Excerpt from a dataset
* * *

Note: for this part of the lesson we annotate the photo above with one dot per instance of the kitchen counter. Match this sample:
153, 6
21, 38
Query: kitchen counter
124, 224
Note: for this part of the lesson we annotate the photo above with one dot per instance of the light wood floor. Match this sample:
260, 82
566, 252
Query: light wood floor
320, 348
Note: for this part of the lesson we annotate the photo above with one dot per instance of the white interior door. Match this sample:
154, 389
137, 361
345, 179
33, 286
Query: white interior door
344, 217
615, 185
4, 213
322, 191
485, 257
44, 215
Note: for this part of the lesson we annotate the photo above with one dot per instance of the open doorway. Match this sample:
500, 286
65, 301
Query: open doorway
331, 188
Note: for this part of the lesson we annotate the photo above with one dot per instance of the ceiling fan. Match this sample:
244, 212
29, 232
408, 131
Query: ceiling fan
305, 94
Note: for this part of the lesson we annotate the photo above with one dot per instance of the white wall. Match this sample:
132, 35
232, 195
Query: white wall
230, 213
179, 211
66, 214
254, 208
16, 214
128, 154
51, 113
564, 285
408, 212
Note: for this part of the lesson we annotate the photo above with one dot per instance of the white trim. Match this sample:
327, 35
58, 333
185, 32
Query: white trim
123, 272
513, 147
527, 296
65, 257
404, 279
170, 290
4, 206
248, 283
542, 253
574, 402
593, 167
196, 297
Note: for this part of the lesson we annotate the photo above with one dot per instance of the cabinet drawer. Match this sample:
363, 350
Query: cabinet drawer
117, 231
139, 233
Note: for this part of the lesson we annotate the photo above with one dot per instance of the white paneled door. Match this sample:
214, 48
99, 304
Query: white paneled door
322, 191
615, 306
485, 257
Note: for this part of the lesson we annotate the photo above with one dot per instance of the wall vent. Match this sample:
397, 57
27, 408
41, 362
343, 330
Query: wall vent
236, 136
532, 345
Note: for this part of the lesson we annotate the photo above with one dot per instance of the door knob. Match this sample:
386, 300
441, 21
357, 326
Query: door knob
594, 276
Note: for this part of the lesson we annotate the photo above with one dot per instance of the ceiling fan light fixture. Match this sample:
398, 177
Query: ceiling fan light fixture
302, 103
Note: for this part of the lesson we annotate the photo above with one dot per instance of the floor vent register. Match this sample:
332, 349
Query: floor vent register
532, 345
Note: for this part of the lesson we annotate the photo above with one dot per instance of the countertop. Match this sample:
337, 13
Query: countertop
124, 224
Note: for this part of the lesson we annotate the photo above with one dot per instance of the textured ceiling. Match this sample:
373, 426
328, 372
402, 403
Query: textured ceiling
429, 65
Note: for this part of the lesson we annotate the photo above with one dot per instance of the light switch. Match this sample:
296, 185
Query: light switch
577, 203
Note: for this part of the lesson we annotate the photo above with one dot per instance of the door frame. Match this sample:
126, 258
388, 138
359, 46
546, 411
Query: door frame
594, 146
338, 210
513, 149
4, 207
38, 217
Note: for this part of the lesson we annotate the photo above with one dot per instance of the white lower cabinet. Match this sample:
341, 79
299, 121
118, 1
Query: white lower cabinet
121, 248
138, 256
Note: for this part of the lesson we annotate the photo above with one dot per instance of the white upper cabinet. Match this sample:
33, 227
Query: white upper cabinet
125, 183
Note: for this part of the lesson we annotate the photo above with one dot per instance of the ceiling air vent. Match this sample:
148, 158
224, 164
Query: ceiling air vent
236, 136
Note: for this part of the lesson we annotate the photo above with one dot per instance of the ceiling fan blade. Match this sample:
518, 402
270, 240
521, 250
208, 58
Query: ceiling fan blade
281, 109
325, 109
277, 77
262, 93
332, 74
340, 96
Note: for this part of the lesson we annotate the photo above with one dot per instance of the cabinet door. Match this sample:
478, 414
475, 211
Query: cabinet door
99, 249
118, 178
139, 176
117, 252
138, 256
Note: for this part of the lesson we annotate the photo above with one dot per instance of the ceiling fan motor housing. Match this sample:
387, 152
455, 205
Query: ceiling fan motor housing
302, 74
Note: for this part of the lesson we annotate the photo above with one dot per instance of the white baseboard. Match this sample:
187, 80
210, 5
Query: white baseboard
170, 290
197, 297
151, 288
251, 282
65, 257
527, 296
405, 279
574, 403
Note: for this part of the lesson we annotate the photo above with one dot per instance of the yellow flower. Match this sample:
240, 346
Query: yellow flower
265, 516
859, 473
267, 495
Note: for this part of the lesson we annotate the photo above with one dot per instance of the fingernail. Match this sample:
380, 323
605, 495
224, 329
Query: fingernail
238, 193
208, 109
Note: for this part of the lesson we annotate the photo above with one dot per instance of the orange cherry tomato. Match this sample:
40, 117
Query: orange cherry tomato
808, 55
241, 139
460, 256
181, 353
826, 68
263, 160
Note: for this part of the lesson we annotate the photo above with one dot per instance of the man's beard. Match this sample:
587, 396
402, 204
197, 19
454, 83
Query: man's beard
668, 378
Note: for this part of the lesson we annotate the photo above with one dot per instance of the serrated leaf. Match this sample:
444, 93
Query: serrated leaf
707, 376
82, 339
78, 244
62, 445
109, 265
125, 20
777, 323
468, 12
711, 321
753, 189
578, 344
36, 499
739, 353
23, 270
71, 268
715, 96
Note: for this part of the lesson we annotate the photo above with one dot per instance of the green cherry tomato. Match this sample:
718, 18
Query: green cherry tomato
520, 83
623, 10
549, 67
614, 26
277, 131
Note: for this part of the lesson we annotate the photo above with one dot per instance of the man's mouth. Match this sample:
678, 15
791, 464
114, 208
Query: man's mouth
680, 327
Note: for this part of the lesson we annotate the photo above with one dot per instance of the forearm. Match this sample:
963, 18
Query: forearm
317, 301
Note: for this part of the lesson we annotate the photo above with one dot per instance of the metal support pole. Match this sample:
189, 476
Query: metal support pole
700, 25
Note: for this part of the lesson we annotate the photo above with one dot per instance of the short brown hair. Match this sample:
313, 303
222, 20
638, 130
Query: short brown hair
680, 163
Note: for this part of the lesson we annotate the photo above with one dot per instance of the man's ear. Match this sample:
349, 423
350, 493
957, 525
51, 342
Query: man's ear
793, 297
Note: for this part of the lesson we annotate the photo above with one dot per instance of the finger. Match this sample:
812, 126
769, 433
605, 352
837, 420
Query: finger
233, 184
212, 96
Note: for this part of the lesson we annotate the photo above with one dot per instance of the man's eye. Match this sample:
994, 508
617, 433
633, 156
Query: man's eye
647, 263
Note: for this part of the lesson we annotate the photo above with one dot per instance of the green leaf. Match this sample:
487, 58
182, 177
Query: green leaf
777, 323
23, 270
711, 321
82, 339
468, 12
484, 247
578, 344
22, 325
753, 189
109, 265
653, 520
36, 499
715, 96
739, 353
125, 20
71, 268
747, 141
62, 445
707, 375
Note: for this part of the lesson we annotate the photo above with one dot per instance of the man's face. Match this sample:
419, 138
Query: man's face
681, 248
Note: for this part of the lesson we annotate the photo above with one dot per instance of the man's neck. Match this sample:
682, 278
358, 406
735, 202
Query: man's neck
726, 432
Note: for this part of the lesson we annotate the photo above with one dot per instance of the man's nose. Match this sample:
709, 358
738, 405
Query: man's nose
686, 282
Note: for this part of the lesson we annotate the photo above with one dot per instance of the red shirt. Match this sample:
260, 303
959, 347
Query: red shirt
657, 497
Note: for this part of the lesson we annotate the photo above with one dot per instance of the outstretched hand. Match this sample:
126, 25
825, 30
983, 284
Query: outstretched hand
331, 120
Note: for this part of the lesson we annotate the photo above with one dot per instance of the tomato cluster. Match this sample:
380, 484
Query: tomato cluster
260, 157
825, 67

* * *

- [Exercise objective] All of the entries must be written out exactly as they stand.

- [Written response]
Note: for this part of the lesson we annotate the photo above with one dot per instance of the kitchen counter. Match this sample:
153, 6
21, 38
Query: kitchen counter
124, 224
Note: for this part of the lesson we annotate the photo above with one dot per instance of the light wood floor. Match this sample:
260, 82
566, 252
Query: light wood floor
320, 348
Note: for this part of the lesson we annotate the photo above with one dot per instance of the white interior door. Match this sample:
154, 389
137, 361
345, 179
33, 286
Query: white interior door
344, 217
615, 185
4, 213
322, 191
485, 257
44, 215
Note: for this part of the lesson we annotate the photo above with one dot per instance of the open doorway. Match this sample:
500, 286
65, 301
Query: open doorway
331, 188
Note: for this part of the lesson we annotate the photo above with one dot per instance of the ceiling fan. Match this sample:
244, 212
29, 232
408, 131
Query: ceiling fan
305, 94
Note: for this part of the lesson we annotate the photo above with one dot per instance of the white wall. Match this sample:
132, 35
232, 195
Query: white wall
230, 213
179, 211
66, 214
254, 208
16, 214
128, 154
51, 113
564, 285
408, 212
Note: for this part of the lesson we annotate the photo above with one dot per instance of the white trim. Match this sample:
327, 35
58, 333
185, 32
Query: white trim
123, 272
513, 147
527, 296
65, 257
404, 279
170, 290
4, 206
248, 283
542, 253
574, 402
593, 167
196, 297
Note: for this part of the lesson we annotate the photo above with one dot per instance of the cabinet drawer. Match this sample:
363, 350
Query: cabinet drawer
117, 231
139, 233
Note: for this part of the lesson we annotate the photo above with one dot per instance of the white paneled door. Match this sample:
214, 48
99, 304
Query: white paneled door
322, 191
615, 306
485, 257
Note: for this part of the lesson we annotate the photo above with one dot per instance of the wall vent. Match this sample:
397, 57
27, 408
41, 362
343, 330
Query: wall vent
236, 136
532, 345
Note: for this part of the lesson we annotate the photo above with one dot per instance of the door knob. Match this sample:
386, 300
441, 21
357, 326
Query: door knob
594, 276
Note: for this part of the lesson we annotate the photo above with one dot per instance of the ceiling fan light fixture. Match this sample:
398, 177
Query: ceiling fan light fixture
302, 103
Note: for this part of the lesson we annotate the photo above with one dot per instance of the floor vent register. Match this sample:
332, 349
Query: floor vent register
532, 345
Note: for this part of the lesson we annotate the photo above with one dot per instance of the countertop. Match this sample:
337, 13
Query: countertop
124, 224
Note: for this part of the lesson we annotate the photo above with one dot per instance of the textured ceiling. Match this sample:
373, 426
328, 372
402, 403
Query: textured ceiling
429, 65
Note: for this part of the lesson we annotate the photo above with one dot per instance of the light switch. Match this sample:
296, 185
Query: light switch
577, 203
Note: for this part of the lesson we annotate the photo above with one dot per instance of the door frame. Match this sample:
126, 258
388, 138
359, 46
546, 411
Query: door frame
594, 146
338, 210
513, 149
4, 207
38, 217
Note: for this part of the lesson we annotate the photo above with one dot per instance of the white lower cabinet. Match this sample:
341, 79
299, 121
118, 1
Query: white lower cabinet
121, 248
138, 256
Note: for this part of the lesson we annotate the photo above with one dot per instance of the white upper cabinet. Match this sample:
33, 227
Query: white upper cabinet
125, 183
Note: for this part of the lesson we annotate the photo above with one dot per instance of the ceiling air vent. Match this sample:
148, 158
224, 164
Query: ceiling air vent
236, 136
Note: for this part of the lesson we annotate the photo above with one dot per instance of the ceiling fan blade. Match this sample:
518, 402
270, 240
521, 250
208, 58
Query: ceiling fan blade
281, 109
325, 109
277, 77
262, 93
332, 74
340, 96
Note: for this part of the lesson we annotate the photo above with one dot per instance of the cabinet door. Match this sample:
478, 414
475, 211
Query: cabinet door
99, 249
118, 178
139, 176
117, 252
138, 256
Note: for this part of the lesson we annotate the photo above with one dot per instance of the ceiling fan motor housing. Match this sample:
387, 152
455, 205
Query: ceiling fan motor housing
302, 74
Note: for this part of the lesson we annotate the photo above with one dot per instance of the white baseboard. Match this sample:
187, 80
210, 5
Query: white baseboard
170, 290
197, 297
151, 288
251, 282
65, 257
527, 296
405, 279
574, 403
Note: for this part of the lesson we annotate the photo above with one dot per instance of the yellow flower. Match this sample:
240, 346
Query: yellow flower
265, 516
859, 473
267, 495
Note: for this part of the lesson we annotate the photo above with one dot per instance of the fingernail. Match this sample:
380, 323
605, 495
224, 329
Query: fingernail
238, 193
208, 109
Note: for this part of the lesson we annotate the photo above with one dot per instance of the orange cherry tomato. Match this sample:
40, 117
Query: orange cherry tomato
808, 55
241, 139
460, 256
181, 353
826, 68
263, 160
Note: for this part of the lesson we annotate the photo above with one dot per instance of the man's beard. Match this sample:
587, 396
402, 204
197, 19
454, 83
Query: man's beard
668, 378
Note: for this part of the lesson we annotate the photo above with one dot per instance of the serrated leaf. Match this sample:
444, 93
Query: serrated leaf
707, 376
82, 339
78, 244
62, 445
109, 265
125, 20
777, 323
468, 12
711, 321
753, 189
578, 344
36, 499
739, 353
23, 270
71, 268
715, 96
Note: for this part of the lesson we annotate the photo above with one dot per instance of the green cherry tomato. Match this sample:
718, 18
Query: green cherry tomato
520, 83
623, 10
549, 67
614, 26
277, 131
Note: for this part of the lesson we annotate the photo above with one dot per instance of the man's mouth. Match this sample:
678, 15
791, 464
114, 208
Query: man's mouth
680, 327
Note: for this part of the lesson we annotate the photo above with one dot per instance of the forearm. Match this sample:
963, 18
Query: forearm
317, 301
Note: for this part of the lesson we annotate the photo above with one dot per instance of the metal support pole. Match this sample:
189, 476
Query: metal support pole
700, 25
Note: for this part of the lesson we annotate the photo above with one dot per instance of the short brown hair. Match this sample:
313, 303
222, 20
638, 130
Query: short brown hair
680, 163
Note: for this part of the lesson we annotate the photo above with one dot per instance of the man's ear. Match this sample:
349, 423
350, 493
957, 525
51, 342
Query: man's ear
793, 297
Note: for this part of the lesson we annotate the photo above with one dot per instance of the finger. Match this sample:
812, 126
769, 433
605, 352
837, 420
Query: finger
233, 184
212, 96
Note: for this part of the lesson we annotate the photo above with one dot per instance of the man's eye. Match this sample:
994, 508
617, 433
633, 156
Query: man's eye
647, 263
Note: for this part of the lesson we annotate the photo above with one dot per instance of the green leaf. Match this sample:
487, 58
182, 177
Query: green leaf
777, 323
23, 270
711, 321
82, 339
468, 12
484, 247
578, 344
22, 325
753, 189
109, 265
653, 520
36, 499
715, 96
739, 353
125, 20
71, 268
747, 141
62, 445
707, 375
Note: for this part of the lesson we annotate the photo above with one dot per instance of the man's face. Match this sample:
419, 138
Query: man's face
681, 248
Note: for this part of the lesson we annotate the photo above with one dot per instance of the man's neck. Match this sample:
682, 278
358, 406
735, 202
Query: man's neck
726, 432
Note: for this part of the lesson we annotate the photo above with one dot per instance of the man's nose. Match this sample:
709, 358
738, 405
Query: man's nose
686, 282
Note: for this part of the lesson we annotate the photo above with one dot per instance of the red shirt. Match this sample:
260, 303
959, 347
Query: red shirt
657, 497
Note: for this part of the lesson we annotate the photo above with one dot per instance of the outstretched hand. Match this sample:
126, 25
825, 30
983, 284
Query: outstretched hand
331, 120
Note: for this part of the lesson we annotate the photo above with one dot per instance of the tomato cluster. Match this sample:
380, 484
Query: tomato cluster
260, 157
825, 67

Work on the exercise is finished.